§ **Directions for this task**
Restate the entries below word for word, omitting nothing.

Point-based annotation data
======
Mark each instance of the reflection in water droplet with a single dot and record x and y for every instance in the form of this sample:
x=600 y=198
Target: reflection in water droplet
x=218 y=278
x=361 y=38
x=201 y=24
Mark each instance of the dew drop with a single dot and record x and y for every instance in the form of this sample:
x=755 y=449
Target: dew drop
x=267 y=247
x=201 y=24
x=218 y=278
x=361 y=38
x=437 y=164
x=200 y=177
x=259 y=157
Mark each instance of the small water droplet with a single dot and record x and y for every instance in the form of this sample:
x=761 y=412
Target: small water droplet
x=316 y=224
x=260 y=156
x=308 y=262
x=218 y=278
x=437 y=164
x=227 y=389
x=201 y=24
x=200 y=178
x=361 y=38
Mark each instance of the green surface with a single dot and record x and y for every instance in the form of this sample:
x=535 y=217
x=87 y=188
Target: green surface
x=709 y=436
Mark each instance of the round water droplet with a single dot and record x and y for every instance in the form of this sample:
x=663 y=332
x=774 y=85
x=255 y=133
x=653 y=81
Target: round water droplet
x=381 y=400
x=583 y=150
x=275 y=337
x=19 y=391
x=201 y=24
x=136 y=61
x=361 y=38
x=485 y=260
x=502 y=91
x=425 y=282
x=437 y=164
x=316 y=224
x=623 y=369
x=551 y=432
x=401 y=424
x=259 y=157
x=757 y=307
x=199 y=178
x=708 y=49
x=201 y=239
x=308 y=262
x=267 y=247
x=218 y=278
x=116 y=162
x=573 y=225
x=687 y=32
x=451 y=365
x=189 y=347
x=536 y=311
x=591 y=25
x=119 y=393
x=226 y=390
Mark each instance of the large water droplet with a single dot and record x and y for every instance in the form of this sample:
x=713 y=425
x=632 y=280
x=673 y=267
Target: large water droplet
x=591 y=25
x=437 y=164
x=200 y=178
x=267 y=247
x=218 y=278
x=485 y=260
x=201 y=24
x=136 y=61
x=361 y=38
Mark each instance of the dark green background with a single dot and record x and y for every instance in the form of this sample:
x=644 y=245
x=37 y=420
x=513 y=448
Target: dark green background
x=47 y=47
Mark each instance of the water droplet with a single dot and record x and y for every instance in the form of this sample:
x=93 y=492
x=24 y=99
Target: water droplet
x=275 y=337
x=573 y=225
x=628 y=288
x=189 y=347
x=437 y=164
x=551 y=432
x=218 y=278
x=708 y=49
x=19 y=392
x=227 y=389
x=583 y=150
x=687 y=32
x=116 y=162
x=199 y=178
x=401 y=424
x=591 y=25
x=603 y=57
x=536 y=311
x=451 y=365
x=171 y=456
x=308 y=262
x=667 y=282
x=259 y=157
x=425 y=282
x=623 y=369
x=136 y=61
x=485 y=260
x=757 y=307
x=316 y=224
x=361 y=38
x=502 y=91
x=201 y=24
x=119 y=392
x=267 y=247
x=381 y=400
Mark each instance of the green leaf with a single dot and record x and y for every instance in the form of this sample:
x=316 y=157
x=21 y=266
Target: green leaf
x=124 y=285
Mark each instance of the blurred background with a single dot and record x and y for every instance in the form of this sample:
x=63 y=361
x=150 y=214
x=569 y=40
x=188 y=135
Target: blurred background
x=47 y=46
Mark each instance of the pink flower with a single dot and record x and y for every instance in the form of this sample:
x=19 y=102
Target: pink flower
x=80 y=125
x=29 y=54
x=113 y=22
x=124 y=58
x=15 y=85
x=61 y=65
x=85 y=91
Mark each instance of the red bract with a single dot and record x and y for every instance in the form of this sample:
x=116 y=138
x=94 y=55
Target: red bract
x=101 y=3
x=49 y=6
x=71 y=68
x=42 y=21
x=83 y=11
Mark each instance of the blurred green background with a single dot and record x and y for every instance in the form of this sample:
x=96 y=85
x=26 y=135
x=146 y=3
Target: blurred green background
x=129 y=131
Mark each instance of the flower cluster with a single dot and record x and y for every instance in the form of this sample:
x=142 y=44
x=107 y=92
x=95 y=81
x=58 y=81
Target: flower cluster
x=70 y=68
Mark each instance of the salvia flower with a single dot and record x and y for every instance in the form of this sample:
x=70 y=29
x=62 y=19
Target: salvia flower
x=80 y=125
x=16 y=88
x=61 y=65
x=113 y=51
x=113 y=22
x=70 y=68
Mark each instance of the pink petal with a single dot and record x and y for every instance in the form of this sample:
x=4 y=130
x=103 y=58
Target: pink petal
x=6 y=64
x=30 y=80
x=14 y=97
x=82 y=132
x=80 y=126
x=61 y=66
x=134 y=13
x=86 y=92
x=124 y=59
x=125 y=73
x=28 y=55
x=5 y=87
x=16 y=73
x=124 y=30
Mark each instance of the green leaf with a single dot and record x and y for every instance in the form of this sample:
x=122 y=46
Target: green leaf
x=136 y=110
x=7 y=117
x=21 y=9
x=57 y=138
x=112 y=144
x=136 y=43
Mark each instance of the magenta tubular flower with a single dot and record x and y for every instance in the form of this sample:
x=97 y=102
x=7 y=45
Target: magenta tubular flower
======
§ **Answer**
Mark each instance of the reflection in water droplet with a single dot and record x and y for every instance in the form of this sample:
x=600 y=198
Target: reflection in water droplet
x=218 y=278
x=361 y=38
x=201 y=24
Mark each instance of the dew drop with a single dot and record x and y for every instance in the form of this sample:
x=755 y=449
Target: dew drop
x=267 y=247
x=201 y=24
x=218 y=278
x=361 y=38
x=437 y=164
x=200 y=177
x=259 y=157
Mark each instance of the small water droplet with a single dot and record x and y for every instance in the form of this sample:
x=761 y=412
Target: small water droplet
x=316 y=224
x=260 y=156
x=308 y=262
x=218 y=278
x=437 y=164
x=227 y=389
x=201 y=24
x=200 y=178
x=361 y=38
Mark each instance of the green surface with a single dot and record x and y for every instance in the form of this sample:
x=535 y=217
x=87 y=188
Target: green surface
x=709 y=436
Mark each instance of the round water droplet with a single dot and record x and y for every instance in the form of this sample:
x=663 y=332
x=774 y=85
x=255 y=133
x=653 y=81
Target: round water droplet
x=381 y=400
x=583 y=150
x=275 y=337
x=19 y=391
x=201 y=24
x=136 y=61
x=361 y=38
x=485 y=260
x=502 y=91
x=425 y=282
x=437 y=164
x=316 y=224
x=623 y=369
x=551 y=432
x=401 y=424
x=259 y=157
x=757 y=307
x=199 y=178
x=708 y=49
x=201 y=239
x=308 y=262
x=267 y=247
x=218 y=278
x=116 y=162
x=573 y=225
x=687 y=32
x=451 y=365
x=189 y=347
x=536 y=311
x=591 y=25
x=119 y=393
x=226 y=390
Mark each instance of the large water droplet with a single dot and record x and y for every instance in the form of this sample:
x=713 y=425
x=632 y=280
x=673 y=267
Target: large water droplet
x=591 y=25
x=437 y=164
x=200 y=178
x=267 y=247
x=218 y=278
x=485 y=260
x=201 y=24
x=136 y=61
x=361 y=38
Mark each instance of the dark green background with a single dot and record x and y for every instance in the form of this sample:
x=644 y=245
x=37 y=420
x=513 y=448
Target: dark green background
x=47 y=47
Mark each instance of the water droplet with a single dot and record x and y for every instance in the form of this sample:
x=93 y=492
x=24 y=99
Target: water droplet
x=275 y=337
x=573 y=225
x=628 y=288
x=189 y=347
x=437 y=164
x=551 y=432
x=218 y=278
x=708 y=49
x=19 y=392
x=227 y=389
x=583 y=150
x=687 y=32
x=116 y=162
x=199 y=178
x=401 y=424
x=591 y=25
x=603 y=57
x=536 y=311
x=451 y=365
x=171 y=456
x=308 y=262
x=667 y=282
x=259 y=157
x=425 y=282
x=623 y=369
x=136 y=61
x=485 y=260
x=757 y=307
x=316 y=224
x=361 y=38
x=502 y=91
x=201 y=24
x=119 y=392
x=267 y=247
x=381 y=400
Mark each instance of the green leaf with a single dot and record x and y for every instance in the form of this sample:
x=316 y=157
x=21 y=266
Target: green leaf
x=124 y=285
Mark each instance of the blurred background with a single dot and record x and y for every instance in the form of this sample:
x=63 y=361
x=150 y=214
x=569 y=40
x=188 y=135
Target: blurred background
x=47 y=46
Mark each instance of the pink flower with a single dot and record x and y for every instance in the form of this sample:
x=19 y=102
Target: pink flower
x=80 y=125
x=29 y=54
x=113 y=22
x=124 y=58
x=15 y=85
x=61 y=65
x=85 y=91
Mark each instance of the red bract with a single dot and record x and y for every instance in the form of this sample:
x=116 y=138
x=94 y=55
Target: red bract
x=101 y=3
x=49 y=6
x=71 y=68
x=42 y=21
x=83 y=11
Mark each instance of the blurred green background with a single dot and record x and y for every instance in the form of this sample:
x=96 y=85
x=26 y=135
x=146 y=3
Target: blurred green background
x=129 y=131
Mark each instance of the flower cluster with a single dot and record x and y for every instance in the form of this sample:
x=142 y=44
x=107 y=92
x=95 y=81
x=58 y=81
Target: flower cluster
x=70 y=68
Mark each instance of the salvia flower with a single dot and record x and y for every instance in the form of this sample:
x=70 y=29
x=62 y=19
Target: salvia flower
x=80 y=125
x=16 y=88
x=61 y=65
x=113 y=51
x=113 y=22
x=70 y=68
Mark each instance of the pink petal with a single dot and record x and y for every instance in the form of this sample:
x=4 y=130
x=103 y=58
Target: pink petal
x=6 y=64
x=30 y=80
x=14 y=97
x=82 y=132
x=80 y=126
x=61 y=66
x=134 y=13
x=86 y=92
x=124 y=59
x=125 y=73
x=28 y=55
x=5 y=87
x=16 y=73
x=124 y=30
Mark each instance of the green leaf with a single dot and record x and y for every instance in the form of this sample:
x=122 y=46
Target: green leaf
x=136 y=110
x=7 y=117
x=21 y=9
x=57 y=138
x=112 y=144
x=136 y=43
Mark each instance of the magenta tubular flower with a single dot and record x and y for every instance in the form of this sample:
x=97 y=102
x=7 y=45
Target: magenta tubular flower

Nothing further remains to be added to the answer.